** BEGIN **
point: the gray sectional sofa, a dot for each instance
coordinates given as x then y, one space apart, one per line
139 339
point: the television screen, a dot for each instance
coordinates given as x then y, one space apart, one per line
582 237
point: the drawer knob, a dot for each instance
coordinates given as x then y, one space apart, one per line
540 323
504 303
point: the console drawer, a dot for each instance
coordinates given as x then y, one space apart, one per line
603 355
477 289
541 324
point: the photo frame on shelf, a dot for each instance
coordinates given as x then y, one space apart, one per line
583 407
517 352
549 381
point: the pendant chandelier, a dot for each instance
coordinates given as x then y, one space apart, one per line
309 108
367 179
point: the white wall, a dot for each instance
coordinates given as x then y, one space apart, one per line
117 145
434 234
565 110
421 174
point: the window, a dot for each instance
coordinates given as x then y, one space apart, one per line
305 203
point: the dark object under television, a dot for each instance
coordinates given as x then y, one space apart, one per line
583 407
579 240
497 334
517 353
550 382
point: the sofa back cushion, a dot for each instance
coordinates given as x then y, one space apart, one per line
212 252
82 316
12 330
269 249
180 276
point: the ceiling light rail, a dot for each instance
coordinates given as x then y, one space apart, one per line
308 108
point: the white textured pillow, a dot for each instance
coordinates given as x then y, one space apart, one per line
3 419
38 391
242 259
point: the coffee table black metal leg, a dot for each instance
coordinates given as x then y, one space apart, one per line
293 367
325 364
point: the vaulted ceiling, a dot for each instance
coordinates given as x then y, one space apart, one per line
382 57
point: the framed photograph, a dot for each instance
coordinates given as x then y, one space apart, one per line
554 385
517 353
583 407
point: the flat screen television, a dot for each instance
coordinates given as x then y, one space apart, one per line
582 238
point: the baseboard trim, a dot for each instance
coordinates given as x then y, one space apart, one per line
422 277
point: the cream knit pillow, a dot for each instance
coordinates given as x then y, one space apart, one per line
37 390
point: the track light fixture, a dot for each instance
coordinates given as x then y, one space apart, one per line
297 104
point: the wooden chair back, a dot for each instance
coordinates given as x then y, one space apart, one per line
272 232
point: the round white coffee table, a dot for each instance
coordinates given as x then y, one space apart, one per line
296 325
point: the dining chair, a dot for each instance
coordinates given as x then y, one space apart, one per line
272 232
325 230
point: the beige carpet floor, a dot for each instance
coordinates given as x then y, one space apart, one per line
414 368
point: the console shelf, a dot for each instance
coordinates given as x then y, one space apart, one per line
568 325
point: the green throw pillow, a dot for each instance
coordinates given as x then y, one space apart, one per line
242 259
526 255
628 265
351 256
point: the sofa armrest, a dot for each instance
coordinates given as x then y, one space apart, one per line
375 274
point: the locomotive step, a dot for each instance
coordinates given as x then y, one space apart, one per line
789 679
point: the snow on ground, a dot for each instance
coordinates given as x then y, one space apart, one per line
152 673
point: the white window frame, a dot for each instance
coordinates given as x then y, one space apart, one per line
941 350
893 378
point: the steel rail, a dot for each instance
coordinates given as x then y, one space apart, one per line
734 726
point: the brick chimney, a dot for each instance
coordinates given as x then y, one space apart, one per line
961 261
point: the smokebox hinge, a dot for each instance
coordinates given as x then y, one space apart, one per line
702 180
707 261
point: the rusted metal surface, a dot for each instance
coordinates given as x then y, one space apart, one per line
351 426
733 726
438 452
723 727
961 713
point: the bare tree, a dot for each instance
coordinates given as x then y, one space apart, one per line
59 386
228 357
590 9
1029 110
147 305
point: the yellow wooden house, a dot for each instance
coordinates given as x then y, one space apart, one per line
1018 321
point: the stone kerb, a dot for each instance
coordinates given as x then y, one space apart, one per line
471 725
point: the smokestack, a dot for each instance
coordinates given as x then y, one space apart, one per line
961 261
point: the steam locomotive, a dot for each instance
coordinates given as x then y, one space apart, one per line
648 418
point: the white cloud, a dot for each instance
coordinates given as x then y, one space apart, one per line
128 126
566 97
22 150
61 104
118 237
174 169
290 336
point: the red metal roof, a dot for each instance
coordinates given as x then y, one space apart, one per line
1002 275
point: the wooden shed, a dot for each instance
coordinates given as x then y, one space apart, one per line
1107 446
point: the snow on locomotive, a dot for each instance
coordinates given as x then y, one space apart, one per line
** END **
**Directions for this task**
Convert the stretch from the line containing "point: the red" through the end of the material into a Markdown table with the columns Number and Entry, where Number gives the row's position and Entry holds the line. Leave out any blank lines.

**Answer to the exercise**
| Number | Entry |
|---|---|
| 1 | point: the red metal roof, a dot for each instance |
| 2 | coordinates given as x then y, one space apart, one per line |
| 3 | 1002 275 |
| 4 | point: the wooden shed, a dot for each instance |
| 5 | coordinates given as x then y, one space apart, one per line |
| 6 | 1107 446 |
| 7 | point: the snow on locomotive, a dot for each instance |
| 8 | coordinates given as x then y, one space apart, one per line |